PROBLEM STATEMENT
For each record below, give an exact transcription.

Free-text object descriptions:

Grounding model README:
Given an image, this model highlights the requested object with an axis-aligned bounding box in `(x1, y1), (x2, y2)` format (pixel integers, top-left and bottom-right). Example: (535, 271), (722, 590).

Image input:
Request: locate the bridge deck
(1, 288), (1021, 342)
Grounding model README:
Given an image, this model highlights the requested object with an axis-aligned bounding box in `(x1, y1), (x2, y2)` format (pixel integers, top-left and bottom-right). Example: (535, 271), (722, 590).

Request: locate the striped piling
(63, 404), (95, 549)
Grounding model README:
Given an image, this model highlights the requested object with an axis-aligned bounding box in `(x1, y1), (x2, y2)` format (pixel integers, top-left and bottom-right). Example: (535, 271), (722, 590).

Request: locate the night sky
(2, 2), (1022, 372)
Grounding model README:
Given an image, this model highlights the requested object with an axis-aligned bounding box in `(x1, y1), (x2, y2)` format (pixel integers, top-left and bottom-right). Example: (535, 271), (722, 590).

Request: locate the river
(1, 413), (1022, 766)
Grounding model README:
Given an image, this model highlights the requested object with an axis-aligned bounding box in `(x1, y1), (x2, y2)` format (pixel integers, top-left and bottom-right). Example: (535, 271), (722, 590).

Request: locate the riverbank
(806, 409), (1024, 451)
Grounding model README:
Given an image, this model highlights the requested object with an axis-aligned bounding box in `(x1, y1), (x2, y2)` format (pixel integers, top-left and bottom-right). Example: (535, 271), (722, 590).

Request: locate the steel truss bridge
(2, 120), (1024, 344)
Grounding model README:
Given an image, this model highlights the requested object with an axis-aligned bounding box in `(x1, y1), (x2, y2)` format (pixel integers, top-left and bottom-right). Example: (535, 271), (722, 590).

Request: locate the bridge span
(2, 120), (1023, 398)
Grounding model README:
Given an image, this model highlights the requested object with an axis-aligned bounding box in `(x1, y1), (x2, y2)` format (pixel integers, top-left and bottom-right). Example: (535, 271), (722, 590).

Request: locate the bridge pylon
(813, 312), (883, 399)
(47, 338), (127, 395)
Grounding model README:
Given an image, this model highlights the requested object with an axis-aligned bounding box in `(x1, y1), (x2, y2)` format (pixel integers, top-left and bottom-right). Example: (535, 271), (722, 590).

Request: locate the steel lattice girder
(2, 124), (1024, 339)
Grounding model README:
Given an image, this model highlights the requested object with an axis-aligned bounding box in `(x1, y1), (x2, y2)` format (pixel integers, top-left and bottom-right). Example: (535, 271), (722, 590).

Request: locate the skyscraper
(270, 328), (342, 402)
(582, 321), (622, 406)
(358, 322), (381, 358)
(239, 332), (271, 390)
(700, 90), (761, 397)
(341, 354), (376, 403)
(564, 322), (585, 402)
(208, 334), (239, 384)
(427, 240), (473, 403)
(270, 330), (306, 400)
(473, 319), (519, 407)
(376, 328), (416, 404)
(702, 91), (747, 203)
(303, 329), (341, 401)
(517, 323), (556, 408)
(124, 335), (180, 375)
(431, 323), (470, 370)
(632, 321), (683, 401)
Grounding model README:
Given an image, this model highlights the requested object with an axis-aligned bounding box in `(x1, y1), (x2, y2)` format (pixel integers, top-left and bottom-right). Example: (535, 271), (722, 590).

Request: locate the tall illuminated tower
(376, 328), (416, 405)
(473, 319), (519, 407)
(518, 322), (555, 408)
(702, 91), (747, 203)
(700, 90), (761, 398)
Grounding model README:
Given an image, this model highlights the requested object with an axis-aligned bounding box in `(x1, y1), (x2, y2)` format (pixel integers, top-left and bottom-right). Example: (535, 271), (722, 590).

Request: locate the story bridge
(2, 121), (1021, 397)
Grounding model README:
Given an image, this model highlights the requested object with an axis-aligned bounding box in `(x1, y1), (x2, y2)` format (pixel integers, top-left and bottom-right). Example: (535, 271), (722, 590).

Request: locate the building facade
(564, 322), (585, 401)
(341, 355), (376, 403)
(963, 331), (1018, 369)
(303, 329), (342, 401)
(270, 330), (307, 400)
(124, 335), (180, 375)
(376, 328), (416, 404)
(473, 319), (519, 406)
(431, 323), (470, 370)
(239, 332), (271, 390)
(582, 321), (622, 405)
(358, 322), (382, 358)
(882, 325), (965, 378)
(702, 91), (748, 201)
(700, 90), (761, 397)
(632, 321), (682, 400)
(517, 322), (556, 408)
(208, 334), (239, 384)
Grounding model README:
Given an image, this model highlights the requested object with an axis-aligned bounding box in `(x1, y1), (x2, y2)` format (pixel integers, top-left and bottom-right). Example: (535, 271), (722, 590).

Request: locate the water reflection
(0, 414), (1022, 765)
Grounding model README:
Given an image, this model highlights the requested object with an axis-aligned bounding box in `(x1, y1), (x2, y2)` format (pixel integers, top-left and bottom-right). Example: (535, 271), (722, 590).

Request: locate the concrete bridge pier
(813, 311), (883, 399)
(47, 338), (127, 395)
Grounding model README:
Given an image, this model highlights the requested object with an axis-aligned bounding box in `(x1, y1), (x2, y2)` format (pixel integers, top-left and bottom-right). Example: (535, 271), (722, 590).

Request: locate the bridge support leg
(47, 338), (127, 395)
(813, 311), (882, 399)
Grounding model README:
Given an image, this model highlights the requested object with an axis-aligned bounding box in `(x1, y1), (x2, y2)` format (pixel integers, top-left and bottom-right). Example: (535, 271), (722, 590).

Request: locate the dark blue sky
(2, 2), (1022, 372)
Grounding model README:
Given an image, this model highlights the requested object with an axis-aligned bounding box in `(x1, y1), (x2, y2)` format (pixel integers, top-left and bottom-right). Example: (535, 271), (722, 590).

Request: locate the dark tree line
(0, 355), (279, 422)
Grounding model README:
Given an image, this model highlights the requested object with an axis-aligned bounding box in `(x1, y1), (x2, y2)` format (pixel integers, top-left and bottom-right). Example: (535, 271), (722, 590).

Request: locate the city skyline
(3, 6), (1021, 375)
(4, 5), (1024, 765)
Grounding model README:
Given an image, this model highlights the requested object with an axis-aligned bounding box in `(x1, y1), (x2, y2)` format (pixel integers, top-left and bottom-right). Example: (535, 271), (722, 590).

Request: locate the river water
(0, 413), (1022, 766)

RESPONSE BELOW
Grounding model README:
Given an image, this model highlights the requested object with an axis-aligned bounding box in `(x1, y1), (x2, y2)` format (pixel integers, top-left and bottom-right). Example: (535, 271), (722, 590).

Image input:
Request: locate the bridge deck
(1, 288), (1021, 342)
Grounding model README:
Given an image, this model highlights the requested object with an axis-aligned bounding box in `(x1, y1), (x2, y2)` format (pixel integers, top-left and bottom-right). Example: (535, 271), (722, 590).

Request: locate the striped piling
(63, 404), (95, 549)
Grounding model README:
Given an image, this model highlights the requested object with an axis-aligned bounding box in `(x1, y1), (x2, y2)` format (pixel integers, top-left and bottom-right). Example: (535, 271), (722, 590).

Request: locate the night sky
(2, 2), (1022, 372)
Grounding model README:
Given an image, this model highlights the requested object with an axis-aligned bounding box in `(x1, y1), (x2, y2)` format (pixel integers, top-left and bottom-right). Example: (535, 271), (722, 590).

Request: locate the river
(1, 413), (1022, 766)
Grounding model README:
Given an image, this model highlights the requested object with an axis-aligned bounding box in `(x1, y1), (x2, y2)` format (pixel integers, top-left and bottom-right). Example: (535, 271), (722, 590).

Request: locate the riverbank
(806, 409), (1024, 451)
Grounding model README:
Given an image, this model highlights the requested object with an axis-aligned bounding box in `(x1, y1), (x2, y2)` format (pixel integers, top-left and bottom-right). Example: (535, 271), (722, 590).

Request: locate the steel truss bridge
(2, 120), (1024, 344)
Grounding model README:
Given an image, this model highlights the requested object with an axis-aligned bounding box in `(x1, y1), (x2, y2)` format (pixel integers, top-left and bottom-right). Example: (535, 271), (722, 590).

Request: locate the bridge span
(2, 120), (1023, 398)
Grounding model README:
Given an image, this model highlights the requested object with an axis-aligned bounding box in `(x1, y1), (x2, y2)` format (pixel integers, top-left and bottom-right). Example: (535, 271), (722, 590).

Request: locate the bridge pylon
(813, 312), (883, 399)
(47, 338), (127, 395)
Grounding model README:
Given an image, this model highlights the requested object with an axis-aligned bounding box in `(x1, y1), (x2, y2)` format (pixel integers, top-left and bottom-right). Example: (535, 271), (722, 590).

Request: locate the steel lattice girder
(2, 124), (1024, 339)
Grounding model README:
Given an image, this model highlights the requested object with an axis-aligned bounding box in `(x1, y1), (x2, y2)` format (pixel integers, top-left and bottom-right). Example: (535, 271), (722, 590).

Request: locate the skyscraper
(270, 328), (342, 402)
(582, 321), (622, 406)
(358, 322), (381, 358)
(239, 332), (271, 390)
(700, 90), (761, 397)
(341, 354), (376, 403)
(564, 322), (585, 402)
(208, 334), (239, 384)
(427, 240), (473, 403)
(270, 330), (306, 400)
(473, 319), (519, 407)
(376, 328), (416, 404)
(702, 91), (747, 203)
(303, 329), (341, 401)
(517, 323), (556, 408)
(124, 335), (180, 375)
(431, 323), (470, 370)
(632, 321), (683, 401)
Grounding model README:
Given an image, this model highlights the requested object with an axis-aligned bounding box in `(x1, y1), (x2, y2)` format (pixel integers, top-left and bottom-right). Example: (535, 271), (722, 590).

Request: locate the tall illuminated tower
(376, 328), (416, 405)
(473, 319), (519, 407)
(518, 322), (555, 408)
(702, 91), (747, 203)
(700, 90), (761, 398)
Grounding model README:
Given an image, this model highlights the requested object with an axis-aligned bounding box in `(x1, y1), (x2, y2)` format (pixel integers, top-left and bottom-right). Example: (535, 271), (722, 590).

Request: locate the story bridge
(2, 121), (1021, 397)
Grounding model README:
Given an image, this model highlights the requested object with an axis-aligned bounding box in `(x1, y1), (x2, y2)` format (pixel integers, top-left and bottom-right). Example: (535, 271), (722, 590).

Request: locate the building facade
(564, 322), (585, 401)
(341, 355), (376, 403)
(963, 331), (1018, 369)
(303, 329), (342, 401)
(270, 330), (307, 400)
(124, 335), (180, 375)
(376, 328), (416, 404)
(473, 319), (519, 406)
(431, 323), (470, 370)
(239, 332), (271, 390)
(582, 321), (622, 405)
(358, 322), (382, 358)
(882, 325), (965, 378)
(702, 91), (748, 201)
(700, 90), (761, 397)
(632, 321), (682, 400)
(517, 322), (556, 408)
(208, 334), (239, 384)
Grounding model README:
Given an image, this model highlights the requested object with an axis-aligned bounding box in `(x1, y1), (x2, y2)` format (pixel integers, top-left and bottom-right). Example: (535, 271), (722, 590).

Request: locate the water reflection
(0, 414), (1022, 765)
Grounding model README:
Given an image, this model highlights the requested object with an axis-aligned bounding box in `(x1, y1), (x2, y2)` format (pixel integers, top-left and bottom-right). Example: (535, 271), (722, 590).

Request: locate the concrete bridge pier
(813, 311), (883, 399)
(47, 338), (127, 395)
Grounding model README:
Given an image, this model highlights the requested object with an axis-aligned bounding box in `(x1, y1), (x2, y2)` format (pixel integers, top-left and bottom-right). Example: (535, 271), (722, 590).

Request: locate the bridge support leg
(47, 338), (127, 395)
(813, 311), (882, 399)
Grounding model README:
Given an image, this model highlights the requested object with an axis-aligned bounding box in `(x1, y1), (x2, y2)` format (pixel integers, top-left and bottom-right). Example: (535, 271), (722, 590).

Request: locate the dark blue sky
(2, 2), (1022, 372)
Grounding model README:
Given an image, this model highlights the requested object with an axis-aligned bounding box in `(x1, y1), (x2, y2)` format (pixel integers, top-left and bottom-right). Example: (535, 271), (722, 590).

Request: locate the dark tree line
(0, 355), (279, 422)
Grounding model README:
Given an image, this model highlights the requested object with an axis-aligned bounding box in `(x1, y1), (x2, y2)` format (pixel integers, top-left and bottom-right). Example: (535, 271), (722, 590).

Request: locate the city skyline
(3, 6), (1021, 375)
(4, 5), (1024, 765)
Grounding model README:
Given an image, this model highlights the requested object with an axis-aligned bounding box in `(x1, y1), (x2, y2)` format (pixel integers, top-left and bottom-right). Example: (535, 271), (722, 590).

Request: locate the river water
(0, 413), (1022, 766)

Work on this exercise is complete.